— begin MATERIAL TO PROCESS —
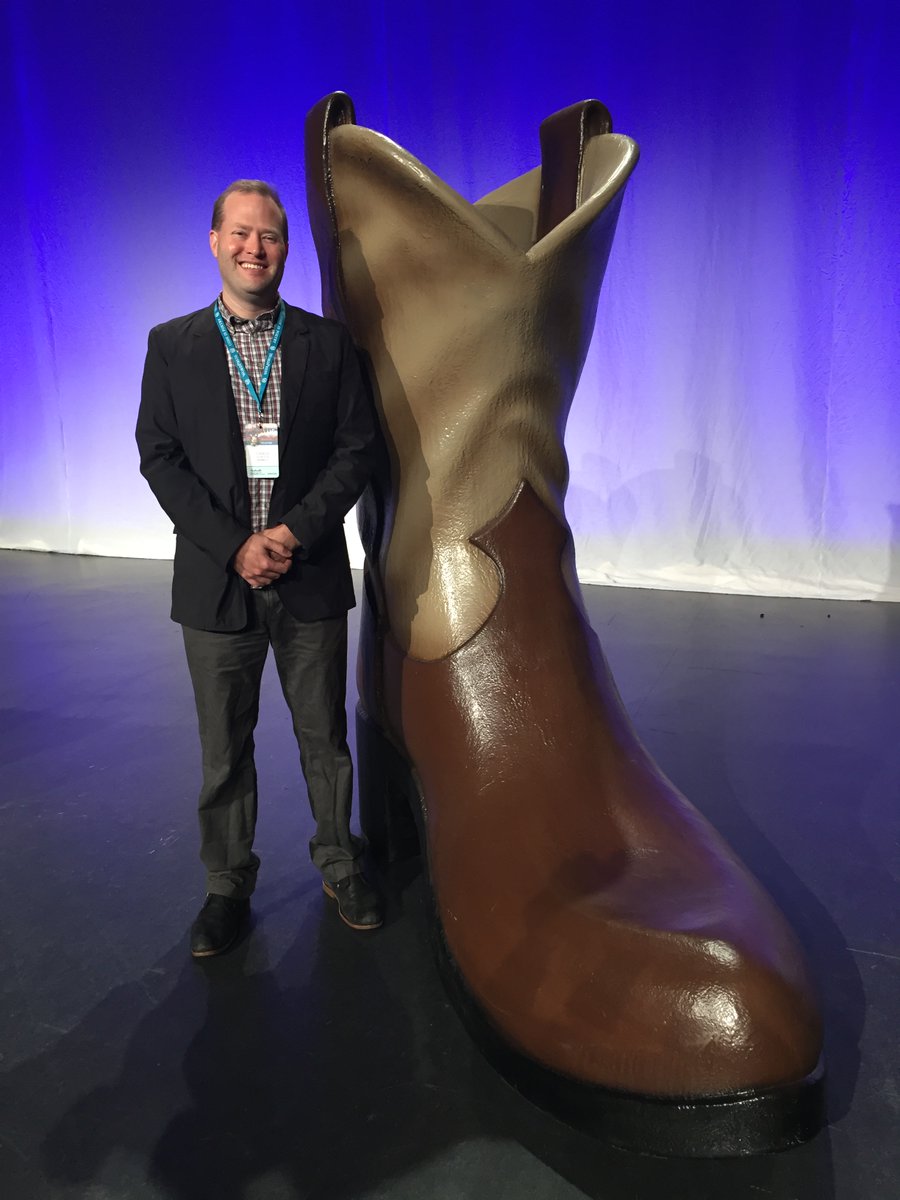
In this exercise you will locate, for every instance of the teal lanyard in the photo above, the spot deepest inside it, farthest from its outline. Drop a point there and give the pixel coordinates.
(239, 361)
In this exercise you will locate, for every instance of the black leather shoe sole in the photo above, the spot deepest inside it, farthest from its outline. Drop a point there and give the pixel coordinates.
(216, 931)
(329, 892)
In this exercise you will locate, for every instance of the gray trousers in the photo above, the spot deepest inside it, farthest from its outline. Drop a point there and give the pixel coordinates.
(226, 671)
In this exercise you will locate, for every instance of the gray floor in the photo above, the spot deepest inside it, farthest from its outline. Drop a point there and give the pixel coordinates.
(311, 1062)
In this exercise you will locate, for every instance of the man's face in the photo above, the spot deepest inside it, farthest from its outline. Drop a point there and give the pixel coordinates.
(250, 250)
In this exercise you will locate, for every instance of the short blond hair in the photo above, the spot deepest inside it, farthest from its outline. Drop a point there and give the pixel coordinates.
(250, 185)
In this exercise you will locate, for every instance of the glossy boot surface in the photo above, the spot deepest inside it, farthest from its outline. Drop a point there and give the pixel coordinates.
(607, 948)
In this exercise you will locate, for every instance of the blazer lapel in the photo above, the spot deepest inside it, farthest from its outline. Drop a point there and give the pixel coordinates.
(294, 355)
(215, 391)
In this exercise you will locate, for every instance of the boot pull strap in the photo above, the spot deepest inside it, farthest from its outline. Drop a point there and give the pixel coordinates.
(564, 136)
(330, 112)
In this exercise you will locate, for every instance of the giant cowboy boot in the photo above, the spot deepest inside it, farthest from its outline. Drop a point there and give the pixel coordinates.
(609, 949)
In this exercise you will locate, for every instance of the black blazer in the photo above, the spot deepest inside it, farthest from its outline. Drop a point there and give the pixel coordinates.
(192, 456)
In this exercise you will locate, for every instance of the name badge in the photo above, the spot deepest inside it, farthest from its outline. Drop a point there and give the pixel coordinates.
(261, 449)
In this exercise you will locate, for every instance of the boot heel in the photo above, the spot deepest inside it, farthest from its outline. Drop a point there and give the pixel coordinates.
(388, 796)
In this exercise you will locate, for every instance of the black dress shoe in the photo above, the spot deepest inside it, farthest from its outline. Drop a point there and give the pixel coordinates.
(358, 903)
(217, 925)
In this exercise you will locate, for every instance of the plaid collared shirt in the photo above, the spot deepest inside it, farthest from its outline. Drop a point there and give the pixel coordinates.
(251, 340)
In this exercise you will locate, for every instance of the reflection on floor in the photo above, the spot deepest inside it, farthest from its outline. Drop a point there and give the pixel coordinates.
(312, 1062)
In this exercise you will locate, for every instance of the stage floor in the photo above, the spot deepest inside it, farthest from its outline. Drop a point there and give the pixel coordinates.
(315, 1062)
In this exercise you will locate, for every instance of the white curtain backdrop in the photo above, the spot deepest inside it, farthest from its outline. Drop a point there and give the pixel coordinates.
(737, 426)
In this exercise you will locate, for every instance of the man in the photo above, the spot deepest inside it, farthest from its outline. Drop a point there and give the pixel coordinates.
(257, 436)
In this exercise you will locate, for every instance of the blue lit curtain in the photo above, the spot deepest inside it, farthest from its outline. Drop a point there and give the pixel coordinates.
(737, 425)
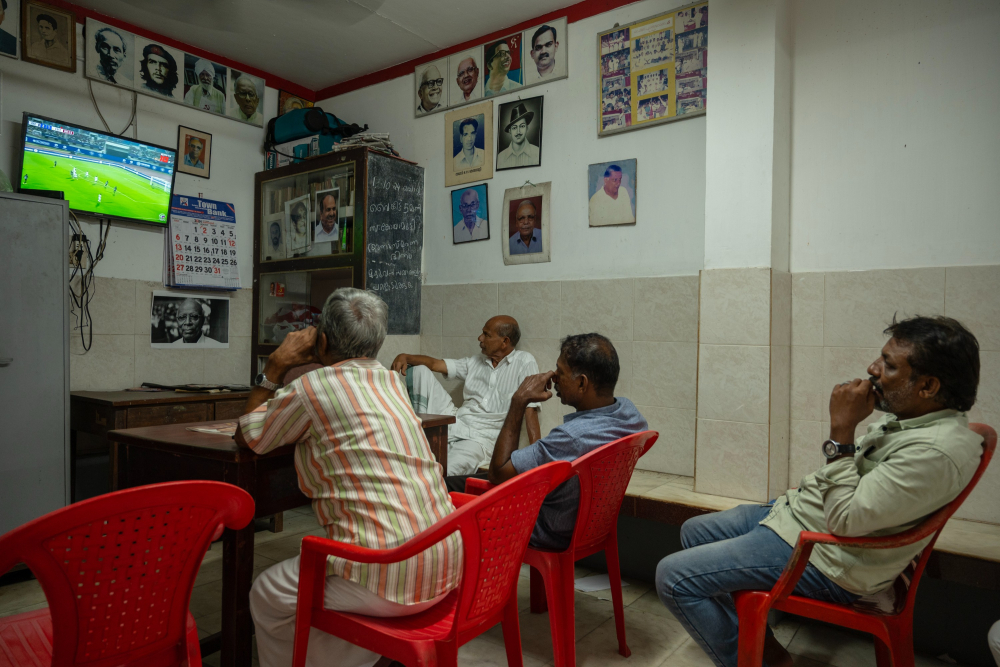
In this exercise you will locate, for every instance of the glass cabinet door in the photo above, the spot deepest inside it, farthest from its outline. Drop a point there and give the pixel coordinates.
(308, 215)
(293, 300)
— end MATERIAL TO PROCESS —
• [WHAT IS EXPECTED]:
Convert the data above into a Markdown table with two columns, Row and Line, giving each line a row number and skipping blank lines. Omit the pictures from the table.

• [SOLUTION TO THE PROBLEM]:
| Row | Line |
|---|---|
| 1 | In this exercise you will locate, for every instance of the teal lanyard in the photo above, the spot deepest inside it, farthest from its outline. Drop a point there and give the pixel coordinates. |
| 2 | (239, 361) |
| 3 | In this exercise you will locate, for every instance of the black leather shoe sole in the photo above, the spot deepest inside it, farthest from its outline. Drop a point there and give the pixel coordinates. |
| 4 | (216, 931) |
| 5 | (329, 892) |
| 6 | In this exercise you will locate, for every instance of the gray trousers in the photo above, the spot deepest inside it, farthest from its outline. Drop a point there and give the pixel coordinates. |
| 7 | (226, 671) |
| 8 | In this exercise you will locate, for every instance of the gray floor in the photo above, the spot deepest inside it, farthest from its outline. Drop a point there and give the pixel coordinates. |
| 9 | (311, 1062) |
| 10 | In this exercise you will locate, for every instance of the man's face in the photo above, the spot deepest inside it, farthest from its outline. Drop a point there and give the pixel coordinates. |
| 11 | (250, 250) |
| 12 | In this exercise you will locate, for every instance of the short blond hair in the photo above, the spot deepest inside it, farthest from its outline. Drop a point there and give the pixel coordinates. |
| 13 | (250, 185) |
| 14 | In this exercise you will locate, for every instance of the glossy boot surface in the photo above, the spot deepest inside it, farthest from its outline. Drop a point there and give the pixel coordinates. |
| 15 | (607, 948) |
| 16 | In this exercise you will locate, for every instance of the blazer lapel in the photo above, the spot deepest inside it, farthest from its outline. Drop a point there and give the pixel coordinates. |
| 17 | (294, 355) |
| 18 | (215, 391) |
| 19 | In this exercise you will locate, for every instance of the boot pull strap in the photo above, the spot deepest inside it, farthest from its outline. Drop a point there and give the pixel coordinates. |
| 20 | (564, 136) |
| 21 | (330, 112) |
| 22 | In this exercise you will locate, for every instance of the giant cowboy boot in the photo above, the spot deepest inside it, farthest from its outline. Drop a point there and give the pixel coordinates. |
| 23 | (609, 949) |
| 24 | In this exercise you will locate, for every instance of the black blazer in the photo above, the spot deepest inside it, farthest from its outline. Drop a point there and give the pixel coordinates. |
| 25 | (192, 456) |
| 26 | In this exercise you will locate, for every instance of the name badge in the photo above, the spot deepest inside it, farthest from its outline. Drop a point there and give the pixel coordinates. |
| 27 | (261, 449) |
| 28 | In this exercise you will locate, for every instance of the boot heel in the photo above, the spot deepest inside it, farthest from its outline. Drop a point there and give the pixel coordinates. |
| 29 | (388, 796) |
| 30 | In this exercise you will locate, for every instance of the black dress shoe in the photo above, the spot deepest inside it, farthest from its outline. Drop a point there and give the pixel coordinates. |
| 31 | (358, 903) |
| 32 | (217, 925) |
| 33 | In this exercise you will locate, for every instance of the plaid collared shirt in the photo above, the spot deepest inside it, farthest from its outline. Drop a point there and give the pixel coordinates. |
| 34 | (251, 340) |
| 35 | In this exercise you will locate, for every instance of the reflection on floor in the photo above, the spot deepest inside it, farthest from its outline. Drop a point there and give the pixel coordinates. |
| 36 | (312, 1062) |
| 37 | In this exercise you will locate, for every instance of the stage floor in the photo above, the spot deepest inside it, farthest from its outline. Drop a point there and give the pixel coordinates. |
| 38 | (315, 1062) |
| 39 | In this exercise you will locate, for every instance of the white curtain backdrop in the photo above, the spot deepest inside it, farthest from its outline. Drop a point there and give the pixel coordinates. |
| 40 | (737, 426) |
| 41 | In this exercise you will locate, for every instance of the man in the photo above, the spot deepest inside it, farthest from its outline. Drop a point there and give the pixel coordinates. |
| 42 | (257, 436) |
| 43 | In this exercise you will locate, for every instance of the blue lit curtain in the photo above, the spot deepest inside it, farthest from its outline. Drop a point there and give the pixel coordinates. |
| 44 | (737, 425) |
| 45 | In this exercise you will locate, for every instance of the glass cabinet door in the photo above, the spot deepest inside it, farthest from its outline. Drop a point there and give the pixel coordinates. |
| 46 | (308, 215) |
| 47 | (293, 300) |